++++ Fragmento de origen
Si eres español, no estás de suerte. Más temprano que tarde los austriacos te van a preguntar por dos cosas.
26 de Agosto.- En estos últimos años, cualquier español que viva en Austria ha tenido que enfrentarse a la pregunta del independentismo catalán. En general, los austriacos preguntan con mucho tacto y se muestran bastante perplejos a propósito de la cuestión. Existe, claro está, esa categoría de austriacos que yo llamo „los hispanistas“ que son esa gente que, después de venir de unas vacaciones en Mallorca o de haber cenado paella un par de veces en Barcelona (lo de cenar paella en cualquier restaurante de las Ramblas es una cosa que solo hacen los turistas) pretenden estar autorizadísimos para explicar(te) o explicar(nos) o explicar, simplemente, al mundo entero, por qué el nacionalismo catalán representa una excepción en la regla que vincula al nacionalismo con las potencias más rancias del alma humana. De nada sirve que uno trate de explicarles el curioso proceso de por qué el conservador nacionalismo catalán quedó, durante la transición, vinculado con cierto progresismo vía el antifranquismo. Porque no pueden aceptar que las actuales circunstancias son, en realidad, un daño colateral (otro más) de la dictadura.
++++++++
++++ Datos registrados
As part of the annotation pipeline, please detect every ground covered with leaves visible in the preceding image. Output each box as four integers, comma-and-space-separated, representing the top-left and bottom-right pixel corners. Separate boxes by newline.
++++++++
* _Tarea a realizar_: Enumera, por favor, todos los lugares geográficos que se nombran en el texto sobre los españoles en Austria, en el orden en que aparecen.

* _Resultado_: Austria, Mallorca, Barcelona, las Ramblas